* START EXTRACTED RECORDS *
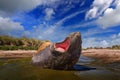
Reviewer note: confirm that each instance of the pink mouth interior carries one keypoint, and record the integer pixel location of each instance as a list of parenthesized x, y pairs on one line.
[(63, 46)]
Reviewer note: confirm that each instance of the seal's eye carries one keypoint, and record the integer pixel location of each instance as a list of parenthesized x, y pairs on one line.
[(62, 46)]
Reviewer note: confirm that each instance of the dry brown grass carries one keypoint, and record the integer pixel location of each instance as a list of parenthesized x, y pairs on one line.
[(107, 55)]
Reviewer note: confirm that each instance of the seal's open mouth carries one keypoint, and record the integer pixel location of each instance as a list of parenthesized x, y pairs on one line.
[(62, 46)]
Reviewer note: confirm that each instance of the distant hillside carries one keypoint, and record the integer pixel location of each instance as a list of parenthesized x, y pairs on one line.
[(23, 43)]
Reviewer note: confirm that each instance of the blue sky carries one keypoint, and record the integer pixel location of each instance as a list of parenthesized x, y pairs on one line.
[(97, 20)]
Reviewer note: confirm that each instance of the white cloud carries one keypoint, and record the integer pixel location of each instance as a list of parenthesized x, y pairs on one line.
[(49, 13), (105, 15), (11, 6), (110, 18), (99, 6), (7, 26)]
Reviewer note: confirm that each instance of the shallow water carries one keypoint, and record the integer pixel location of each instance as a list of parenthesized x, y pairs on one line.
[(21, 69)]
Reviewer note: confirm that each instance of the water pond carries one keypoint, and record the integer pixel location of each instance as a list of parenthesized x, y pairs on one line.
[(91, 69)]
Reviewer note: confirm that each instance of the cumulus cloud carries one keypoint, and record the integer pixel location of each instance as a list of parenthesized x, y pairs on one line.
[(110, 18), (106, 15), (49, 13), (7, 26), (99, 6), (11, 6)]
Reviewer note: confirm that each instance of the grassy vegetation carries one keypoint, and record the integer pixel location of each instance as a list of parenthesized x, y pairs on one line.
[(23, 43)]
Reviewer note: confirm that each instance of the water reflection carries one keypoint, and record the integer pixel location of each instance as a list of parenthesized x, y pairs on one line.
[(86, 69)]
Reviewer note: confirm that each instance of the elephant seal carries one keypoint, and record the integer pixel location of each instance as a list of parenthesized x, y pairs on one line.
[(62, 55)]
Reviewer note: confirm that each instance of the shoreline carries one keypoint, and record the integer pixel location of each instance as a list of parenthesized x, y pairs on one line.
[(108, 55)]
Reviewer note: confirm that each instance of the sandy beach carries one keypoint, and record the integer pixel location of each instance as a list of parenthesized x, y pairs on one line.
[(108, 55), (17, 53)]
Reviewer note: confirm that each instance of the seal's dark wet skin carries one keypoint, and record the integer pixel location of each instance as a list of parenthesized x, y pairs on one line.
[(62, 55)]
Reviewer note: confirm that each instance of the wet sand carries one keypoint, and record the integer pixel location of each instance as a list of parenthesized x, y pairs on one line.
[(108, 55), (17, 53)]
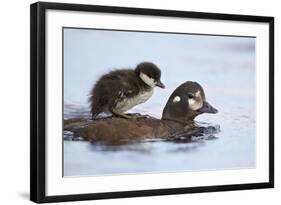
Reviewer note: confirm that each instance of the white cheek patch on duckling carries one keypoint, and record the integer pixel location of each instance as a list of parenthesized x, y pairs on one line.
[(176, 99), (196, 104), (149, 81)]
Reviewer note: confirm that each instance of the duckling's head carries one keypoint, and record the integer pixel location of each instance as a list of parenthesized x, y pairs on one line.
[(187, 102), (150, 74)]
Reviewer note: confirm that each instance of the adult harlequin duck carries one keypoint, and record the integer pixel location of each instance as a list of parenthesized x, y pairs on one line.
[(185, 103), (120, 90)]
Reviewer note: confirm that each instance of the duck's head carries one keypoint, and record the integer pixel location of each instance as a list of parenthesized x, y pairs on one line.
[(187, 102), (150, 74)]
* END EXTRACTED RECORDS *
* START EXTRACTED RECORDS *
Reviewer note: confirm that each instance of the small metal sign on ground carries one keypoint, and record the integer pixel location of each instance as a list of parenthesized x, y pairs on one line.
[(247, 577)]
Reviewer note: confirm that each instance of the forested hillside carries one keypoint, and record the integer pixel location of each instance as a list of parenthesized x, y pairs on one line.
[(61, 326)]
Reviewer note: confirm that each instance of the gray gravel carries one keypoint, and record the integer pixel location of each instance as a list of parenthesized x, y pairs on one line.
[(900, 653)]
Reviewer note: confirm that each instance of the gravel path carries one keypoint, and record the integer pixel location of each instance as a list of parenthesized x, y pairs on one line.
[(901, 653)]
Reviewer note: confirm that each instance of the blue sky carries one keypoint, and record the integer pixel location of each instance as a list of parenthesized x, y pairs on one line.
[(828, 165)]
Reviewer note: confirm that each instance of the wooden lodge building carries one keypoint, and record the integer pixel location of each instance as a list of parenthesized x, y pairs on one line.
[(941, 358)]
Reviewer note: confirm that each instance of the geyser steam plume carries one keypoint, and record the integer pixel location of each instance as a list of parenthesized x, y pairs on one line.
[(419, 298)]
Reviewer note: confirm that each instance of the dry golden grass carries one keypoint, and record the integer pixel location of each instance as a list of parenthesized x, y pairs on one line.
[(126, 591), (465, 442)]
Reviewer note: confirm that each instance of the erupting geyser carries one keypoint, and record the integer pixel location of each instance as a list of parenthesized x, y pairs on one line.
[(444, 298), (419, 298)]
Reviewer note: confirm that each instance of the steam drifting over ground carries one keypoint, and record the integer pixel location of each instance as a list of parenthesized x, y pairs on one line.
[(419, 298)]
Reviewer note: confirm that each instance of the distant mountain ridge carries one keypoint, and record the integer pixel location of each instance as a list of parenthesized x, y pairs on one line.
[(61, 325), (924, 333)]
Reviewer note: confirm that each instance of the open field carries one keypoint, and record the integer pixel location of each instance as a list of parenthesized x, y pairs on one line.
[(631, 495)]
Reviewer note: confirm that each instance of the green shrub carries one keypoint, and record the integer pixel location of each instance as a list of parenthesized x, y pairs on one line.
* END EXTRACTED RECORDS *
* START EXTRACTED RECORDS *
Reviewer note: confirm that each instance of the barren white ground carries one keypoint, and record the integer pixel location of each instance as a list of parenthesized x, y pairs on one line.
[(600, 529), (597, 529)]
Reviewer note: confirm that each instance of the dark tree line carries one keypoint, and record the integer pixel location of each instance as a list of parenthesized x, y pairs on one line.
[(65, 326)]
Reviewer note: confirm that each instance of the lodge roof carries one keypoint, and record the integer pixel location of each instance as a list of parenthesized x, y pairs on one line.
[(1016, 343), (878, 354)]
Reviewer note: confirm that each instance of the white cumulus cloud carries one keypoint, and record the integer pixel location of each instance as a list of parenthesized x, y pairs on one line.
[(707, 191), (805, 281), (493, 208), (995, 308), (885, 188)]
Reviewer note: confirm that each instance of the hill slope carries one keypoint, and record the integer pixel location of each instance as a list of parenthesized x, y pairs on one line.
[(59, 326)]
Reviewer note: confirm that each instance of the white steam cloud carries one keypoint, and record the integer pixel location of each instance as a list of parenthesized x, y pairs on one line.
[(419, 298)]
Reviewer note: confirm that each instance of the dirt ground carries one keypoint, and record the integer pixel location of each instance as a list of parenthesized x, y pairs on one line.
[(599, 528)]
* END EXTRACTED RECORDS *
__TASK GOAL__. Write out again, word for word, the lines of the entries above from the line with "Reviewer note: confirm that each instance of the gray" up to and including the line with "[(444, 298), (419, 298)]".

__SOLUTION FOR THIS PROBLEM__.
Reviewer note: confirm that each instance of the gray gravel carries one keypoint, and record the integer pixel location of each instance as a list of parenthesized x, y pairs on one line.
[(900, 653)]
Reviewer note: confirm that each instance of the gravel path carries one keypoint, and record the integer pixel location of each instance as a list of parenthesized x, y pairs on one line.
[(901, 653)]
Reviewer note: confirm that each instance of the blue sky carries one keypoint, and record the integer pixel location of each instance as a list of parenthesized x, y pairs on one line.
[(828, 165)]
Reviewer note: confirm that each instance of the wooden lodge building carries one keypoint, and record the integer pixel location of each instance as a list of parenthesized x, y pairs on one line.
[(941, 358)]
Reviewer note: confirm that each instance of the geyser steam plume carries one keypoint, and record the integer pixel location of each instance as a list of parenthesized x, y pairs on one line.
[(419, 298)]
Reviewer note: confirm that each instance of the dry golden grass carries one keypoint, and record the integer pixel location of each instance as a list of parenthesized x, y pairs on one line.
[(126, 591), (465, 442)]
Reviewer note: confirm that each instance of the erupting geyser carries one keypoint, and record the integer pixel location of each instance as a list of parenthesized x, y pairs on one line.
[(444, 298), (419, 298)]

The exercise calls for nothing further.